■ Given information ■
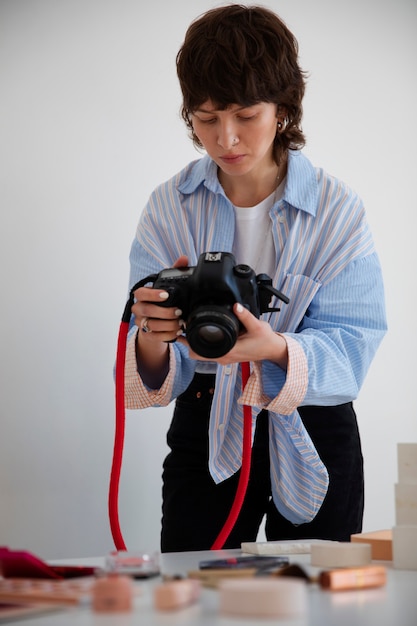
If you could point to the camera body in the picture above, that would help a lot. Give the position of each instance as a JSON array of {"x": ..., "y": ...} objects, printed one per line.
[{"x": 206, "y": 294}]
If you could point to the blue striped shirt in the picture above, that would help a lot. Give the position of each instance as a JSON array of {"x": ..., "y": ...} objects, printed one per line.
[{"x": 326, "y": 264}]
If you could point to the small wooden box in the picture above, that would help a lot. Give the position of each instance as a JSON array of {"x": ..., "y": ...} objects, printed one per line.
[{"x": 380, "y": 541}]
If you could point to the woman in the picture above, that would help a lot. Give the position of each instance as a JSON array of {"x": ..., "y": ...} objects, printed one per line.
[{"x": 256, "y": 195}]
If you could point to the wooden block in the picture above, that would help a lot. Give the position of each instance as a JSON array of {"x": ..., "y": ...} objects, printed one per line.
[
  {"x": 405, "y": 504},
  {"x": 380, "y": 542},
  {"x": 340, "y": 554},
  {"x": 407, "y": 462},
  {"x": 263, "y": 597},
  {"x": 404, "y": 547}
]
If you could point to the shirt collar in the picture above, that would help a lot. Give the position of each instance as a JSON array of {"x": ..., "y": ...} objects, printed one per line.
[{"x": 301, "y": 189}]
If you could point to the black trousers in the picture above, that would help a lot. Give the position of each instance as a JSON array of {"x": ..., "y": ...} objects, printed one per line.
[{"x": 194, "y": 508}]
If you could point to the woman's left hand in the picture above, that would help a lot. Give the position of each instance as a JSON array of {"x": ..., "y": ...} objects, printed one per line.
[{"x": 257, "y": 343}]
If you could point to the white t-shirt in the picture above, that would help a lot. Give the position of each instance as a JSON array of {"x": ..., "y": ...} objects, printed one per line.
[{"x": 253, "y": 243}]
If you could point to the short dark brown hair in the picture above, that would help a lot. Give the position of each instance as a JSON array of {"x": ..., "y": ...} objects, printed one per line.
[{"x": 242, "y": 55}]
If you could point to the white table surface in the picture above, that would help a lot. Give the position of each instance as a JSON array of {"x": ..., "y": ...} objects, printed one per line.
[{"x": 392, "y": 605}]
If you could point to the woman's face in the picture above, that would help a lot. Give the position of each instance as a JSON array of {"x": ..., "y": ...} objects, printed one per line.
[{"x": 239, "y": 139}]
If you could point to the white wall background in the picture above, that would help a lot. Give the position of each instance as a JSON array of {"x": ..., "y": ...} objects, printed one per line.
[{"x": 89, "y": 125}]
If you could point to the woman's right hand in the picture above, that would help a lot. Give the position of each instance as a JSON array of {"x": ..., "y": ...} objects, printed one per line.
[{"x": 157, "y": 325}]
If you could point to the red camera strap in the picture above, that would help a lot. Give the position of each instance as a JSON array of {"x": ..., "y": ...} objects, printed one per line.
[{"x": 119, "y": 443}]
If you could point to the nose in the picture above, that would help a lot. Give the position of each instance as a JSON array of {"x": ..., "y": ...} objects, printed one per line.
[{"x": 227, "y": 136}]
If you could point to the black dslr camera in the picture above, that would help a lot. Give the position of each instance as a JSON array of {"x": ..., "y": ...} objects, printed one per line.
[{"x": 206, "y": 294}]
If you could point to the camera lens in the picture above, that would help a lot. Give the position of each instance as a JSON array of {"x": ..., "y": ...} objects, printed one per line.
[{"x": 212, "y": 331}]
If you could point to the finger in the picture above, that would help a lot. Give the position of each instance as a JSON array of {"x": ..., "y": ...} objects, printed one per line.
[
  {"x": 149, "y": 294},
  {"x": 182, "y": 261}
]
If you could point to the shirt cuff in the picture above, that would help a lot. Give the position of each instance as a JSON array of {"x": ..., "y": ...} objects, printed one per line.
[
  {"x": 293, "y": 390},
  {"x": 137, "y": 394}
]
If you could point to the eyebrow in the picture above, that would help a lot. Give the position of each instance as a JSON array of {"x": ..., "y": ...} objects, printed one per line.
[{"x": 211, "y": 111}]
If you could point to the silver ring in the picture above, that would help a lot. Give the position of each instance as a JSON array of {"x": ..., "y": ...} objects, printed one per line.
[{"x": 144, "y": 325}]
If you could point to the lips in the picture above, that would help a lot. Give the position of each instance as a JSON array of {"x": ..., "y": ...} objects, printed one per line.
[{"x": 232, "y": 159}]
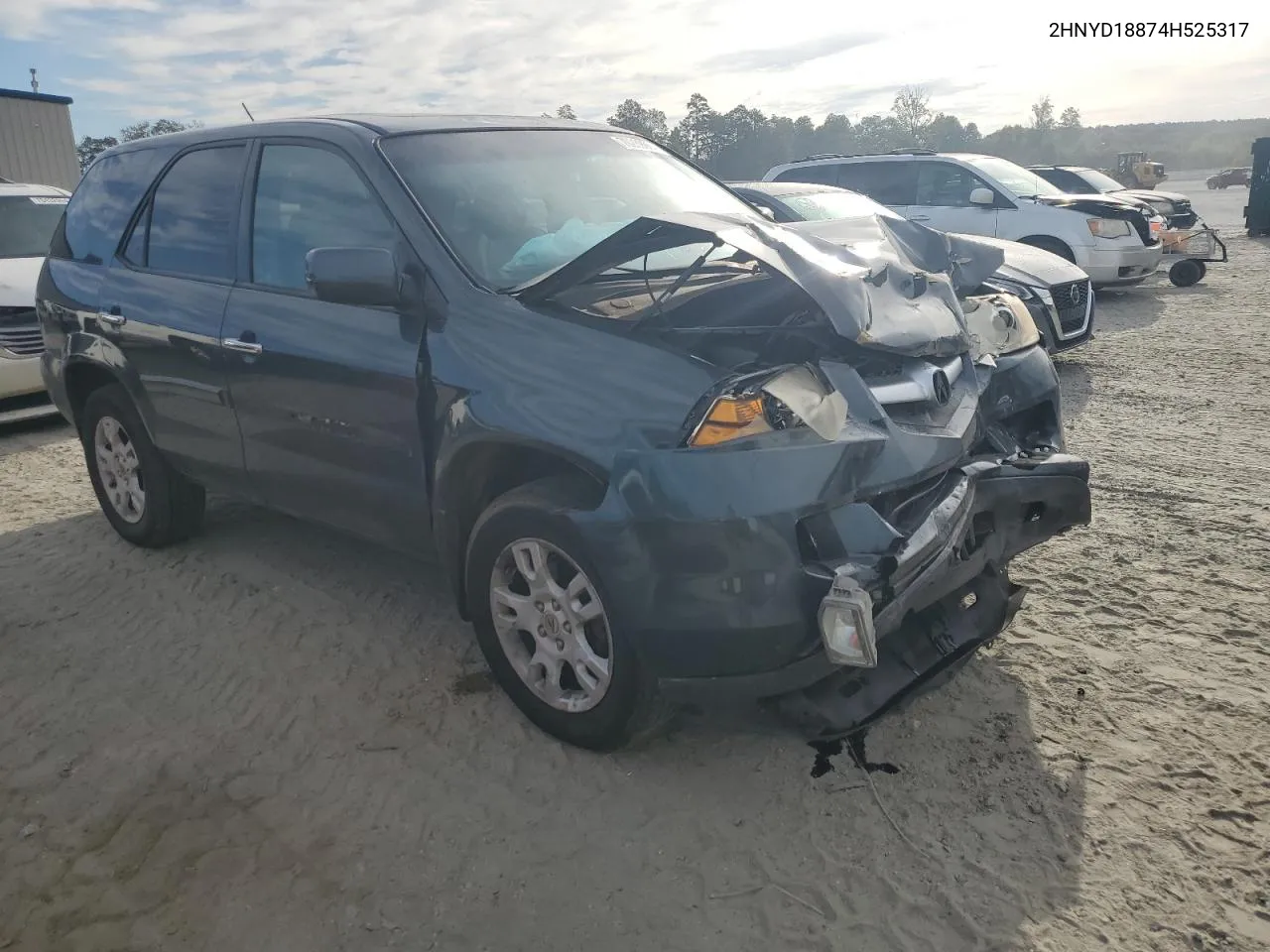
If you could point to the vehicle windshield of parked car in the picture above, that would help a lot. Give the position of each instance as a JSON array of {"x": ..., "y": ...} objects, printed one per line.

■ Task details ■
Since the copy must hold no pictures, repeat everything else in the records exactly as written.

■ Solved problem ■
If you could point to the camera body in the picture above, that would help a lot. Give the position of each instance as a JSON array of {"x": ..., "y": ...} objects, printed one per line.
[{"x": 206, "y": 294}]
If you could point to the blue striped shirt in the picture above, that would help a lot. Give the position of each instance as a JSON array of {"x": ..., "y": ...} objects, printed one per line.
[{"x": 326, "y": 264}]
If you could point to the small wooden box in the picture above, that would help a lot. Give the position of each instance as a JSON array of {"x": ..., "y": ...} objects, printed one per line.
[{"x": 380, "y": 541}]
If you could point to the woman in the picture above, that would help a lot. Give the position of each instance as a JSON array of {"x": ..., "y": ...} objects, printed one per line.
[{"x": 256, "y": 195}]
If you could point to the wooden block in the picture above, that would help a lot. Give the position of each instance as a JSON array of {"x": ..., "y": ...} objects, printed one per line.
[
  {"x": 405, "y": 504},
  {"x": 380, "y": 542},
  {"x": 340, "y": 554},
  {"x": 407, "y": 462},
  {"x": 263, "y": 597},
  {"x": 404, "y": 547}
]
If you could point to the shirt collar in the picture above, that would help a lot. Give the position of each instance as a JSON array of {"x": ..., "y": ...} objects, printed one per line.
[{"x": 301, "y": 189}]
If you could point to the black trousers in the picture above, that would help a lot. Give the position of each instance as a JSON array of {"x": ..., "y": ...} objects, printed one per line.
[{"x": 194, "y": 508}]
If you could point to the woman's left hand in the picture above, that would help a lot. Give the position of each instance as a JSON array of {"x": ..., "y": ...} objects, printed one per line.
[{"x": 257, "y": 343}]
If you could point to the white t-shirt in the picture above, that would help a lot. Give the position of each instance as a JSON array of {"x": ..., "y": ...} objects, printed one per line.
[{"x": 253, "y": 243}]
If you could point to the short dark brown hair in the picture above, that would help a lot. Give the position of each instance as a JSON array of {"x": ..., "y": ...} objects, printed one per line.
[{"x": 242, "y": 55}]
If you could point to the white table surface in the picture above, that would help a lot. Give the position of each instance as a JSON array of {"x": ..., "y": ...} objects, printed one per line.
[{"x": 392, "y": 605}]
If you could point to the woman's face in the picture above, that would help a lot. Give the position of each instance as a JSON array of {"x": ..., "y": ...} objects, printed one per line.
[{"x": 239, "y": 139}]
If you could point to the white wall background in the picture above, that would help a lot. Give the position of each instance as a JSON array of {"x": ..., "y": ...} objects, printed one per line.
[{"x": 89, "y": 125}]
If you could point to the woman's right hand in the picture above, that would help a lot. Give the position of each instance as a JSON array of {"x": ..., "y": ...} objects, printed one per line.
[{"x": 157, "y": 325}]
If you could point to the red camera strap in the picture above, that would help a lot. Give the position of each instance as a JSON array of {"x": ..., "y": ...} objects, printed one per line.
[{"x": 119, "y": 443}]
If you could point to the nose in the picture above, that would help a lot. Give the position of each instance as a JSON array of {"x": ..., "y": ...} objects, printed one per line.
[{"x": 227, "y": 136}]
If you could point to the black dslr camera in the picture above, that would help a lot. Give the position of each instance as a JSON array of {"x": ..., "y": ...} objects, printed one per line.
[{"x": 206, "y": 294}]
If you could point to the camera lens in the picture above, that would help a lot. Give the position of each instance as a JSON array of {"x": ..., "y": ...} objects, printed one per line.
[{"x": 212, "y": 331}]
If you could point to the finger in the picture above, that would help a lot. Give the position of each instance as a JSON array of {"x": ..., "y": ...} objects, printed one per line.
[
  {"x": 149, "y": 294},
  {"x": 182, "y": 261}
]
If you could point to the shirt cuff in the picture above, that would help a lot. Give the position of each instance as a JSON array of {"x": ..., "y": ...} objects, printed one per line.
[
  {"x": 293, "y": 390},
  {"x": 137, "y": 394}
]
If you could point to the eyebrow in the picture above, that would help a lot. Give the position of each instance as a JSON array of {"x": ..., "y": ...} objects, printed one per line.
[{"x": 211, "y": 111}]
If you could point to the silver ring in the picture above, that would help a lot. Give the position of each instance as a JSON array of {"x": ..., "y": ...} objects, printed one per line.
[{"x": 144, "y": 325}]
If you could point to the lips in the picture above, that would help a lot. Give the position of each instance as a JSON array of {"x": ..., "y": ...} objects, printed one per line.
[{"x": 232, "y": 159}]
If you could point to the vehicle windshield of parked car in the picture above, that would help a lot. Give the position of each instance as a JSON array of {"x": ..., "y": ...} objects, printed one per line.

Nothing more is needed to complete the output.